• [Problem details]: Reproduce the news item below about the grant for the Archive of Haitian Religion and Culture, word for word and in full.

• [Reading text]:
□ □ □ □ □ □ □
News: UF’s Languages, Literatures and Cultures and the George A. Smathers Libraries Receive $240,804 National Endowment for the Humanities Grant Award for Archive of Haitian Religion and Culture

The news story below is from the UF George A. Smathers Libraries news blog and the Center for Latin American Studies on one of the new grants received for a digitization and digital humanities (digital scholarship) project to create an online Archive of Haitian Religion and Culture.
□ □ □ □ □ □ □
• [Provided material]:
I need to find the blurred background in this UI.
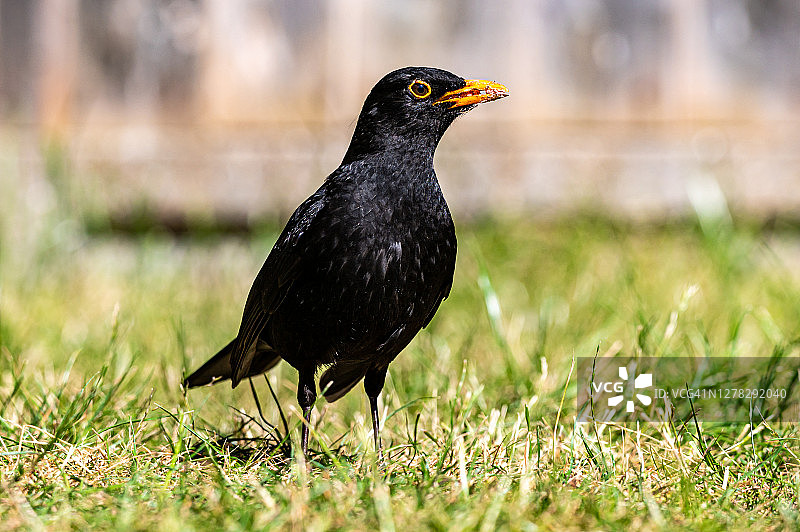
□ □ □ □ □ □ □
• [Answer below]:
News: UF’s Languages, Literatures and Cultures and the George A. Smathers Libraries Receive $240,804 National Endowment for the Humanities Grant Award for Archive of Haitian Religion and Culture

The news story below is from the UF George A. Smathers Libraries news blog and the Center for Latin American Studies on one of the new grants received for a digitization and digital humanities (digital scholarship) project to create an online Archive of Haitian Religion and Culture.